**The task:** Each line of the records has to be copied exactly, though the pictures must be left out.

**Source information:**
==============================
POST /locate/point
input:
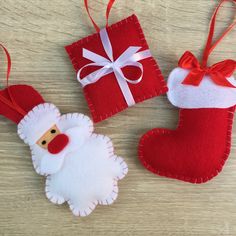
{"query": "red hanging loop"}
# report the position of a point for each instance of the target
(12, 103)
(209, 46)
(109, 6)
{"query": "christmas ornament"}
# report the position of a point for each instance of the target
(80, 166)
(115, 67)
(197, 150)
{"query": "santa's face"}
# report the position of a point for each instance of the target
(53, 140)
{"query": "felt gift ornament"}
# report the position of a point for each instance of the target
(115, 67)
(80, 166)
(206, 95)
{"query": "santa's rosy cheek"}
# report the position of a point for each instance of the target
(58, 143)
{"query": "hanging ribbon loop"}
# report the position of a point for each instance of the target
(219, 72)
(130, 57)
(108, 10)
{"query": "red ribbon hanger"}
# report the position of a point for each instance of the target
(11, 103)
(220, 71)
(109, 6)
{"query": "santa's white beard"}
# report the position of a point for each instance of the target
(84, 174)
==============================
**Solution:**
POST /locate/point
input:
{"query": "red hanging loop"}
# report the position of a point for each instance of the target
(12, 103)
(209, 46)
(109, 6)
{"query": "christmas ornament"}
# report the position of a point for each instance of the target
(80, 166)
(115, 67)
(197, 150)
{"query": "santa's face"}
# report the position of a point for each instance of the target
(53, 140)
{"query": "felt gift ornament"}
# report the position of a point for each instance of the target
(115, 67)
(80, 166)
(206, 95)
{"query": "santa's rosy cheek"}
# report the position of a point for each instance of the target
(58, 143)
{"query": "hanging ribbon loop"}
# report the position of a point for each instance of the target
(219, 72)
(130, 57)
(108, 10)
{"query": "red ribbon hanger"}
# report the position of a point for each instance of the target
(11, 103)
(220, 71)
(109, 6)
{"query": "santa's white beard"}
# report the position of a point for each instance of the target
(84, 174)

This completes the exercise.